### EXCERPTED PASSAGE
** Begin **

A Northern Rivers Planning Panel made the call on Wednesday, finding the development “was in the public interest”, after nearly three hours of local residents speaking against the quarry expansion.
Quarry owners, R & S Contracting Pty Ltd, will construct and operate a hard rock quarry (Bentley Quarry) to extract up to 300,000 tonnes per annum and up to 2000 tonnes per day, generating around 140 daily truck movements.
The previous planning panel hearing in August had been deferred so an independent review of the Land Use Conflict Risk Assessment could be undertaken to address community concerns.
However, speaker after speaker expressed their anger that the existing LUCRA was peer reviewed by a consultant – who found there was no land use conflict.
Rosemary Joseph, a long-time local resident said the LUCRA “alarmingly contained many inaccuracies and misrepresentations”, and “glibly dismissed” community concerns as worst case scenarios.
“This is an outrageous assertion and an insult to the people of our Valley and the wider region,” she said.
“We the community will have to endure the impacts of this enormous quarry for decades.”
It’s unclear who will regulate the operation of the quarry, with the approved DA conditions leaving the quarry manager, who is the owner, responsible for all environmental controls, monitoring and reporting, with no oversight from any local council.
“It‘s rather like leaving the fox in charge of the henhouse,” Ross Joseph, Bentley resident of 22 years, told the planning panel.
“The manager is also given sole responsibility over the issue of complaints. He will determine if the complaint is justified and whether or not he will investigate it.
“The manager (could) provide the full details of the complaint to the person against whom the complaint has been made and ask for a response. We assume that this will include the name and address of the (person who made the complaint).”
This comes at a time when persons unknown have been trespassing on private property, removing or vandalising signs protesting the quarry expansion, the planning panel heard.
“Many locals feel so intimidated that they would not be game to make a complaint. But there appears to be no other avenue to make a complaint other than through the quarry owner manager,” Mr Joseph said.
“How on earth can the community feel that their concerns will be considered impartial? How can this be in the public interest?”

** End **

### INFORMATION SHOWN
** Begin **

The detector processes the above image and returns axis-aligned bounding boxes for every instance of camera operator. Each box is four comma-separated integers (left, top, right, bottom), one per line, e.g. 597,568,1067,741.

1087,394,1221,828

** End **

### EXERCISE DETAILS
Pick up the article on the Bentley Quarry expansion where it stops and continue it.

### EXERCISE OUTPUT
Local farmer, Craig Armstrong said the community was being treated as badly as when they were fighting against coal seam gas fields just 100m away from the current development site.
“Dozens of properties have been trespassed on and had their signs opposing the quarry defaced or stolen. How have so many become victims to so few again?” he said.
Other’s defying the development said they were appalled at the lack of traffic safety measures, saying the quarry operators had not sufficiently addressed road hazard mitigation for the 140 heavy truck movements on Bentley Rd where school kids catch buses.
Former Lismore City Councilor and practising lawyer, Eddie Lloyd said there is nothing more important before the panel today than the safety of our community and the lives of our children.
“I just hope that this case, our submissions and your decision to approve (the quarry) does not become evidence before a court coroner in an inquiry into the death of schoolchildren killed in a crash outside the Bentley quarry,” she said.
Ben Luffman, Senior Environmental Consultant who peer reviewed the LUCRA said the site had been used as a quarry since the 1960s.
However multiple local residents pointed out that the Quarry was left inoperable for decades until the current owners took over in 2016.
Community advocacy group Beyond Bentley is currently challenging the existing use rights of the quarry that Richmond Valley Council insists that the quarry operator has in the Land and Environment Court.
Represented by Barrister Andrew Pickles, Beyond Bentley is seeking to prove that the Quarry does not have existing land use rights – which could effectively void a decision in favour of the Quarry by the planning panel.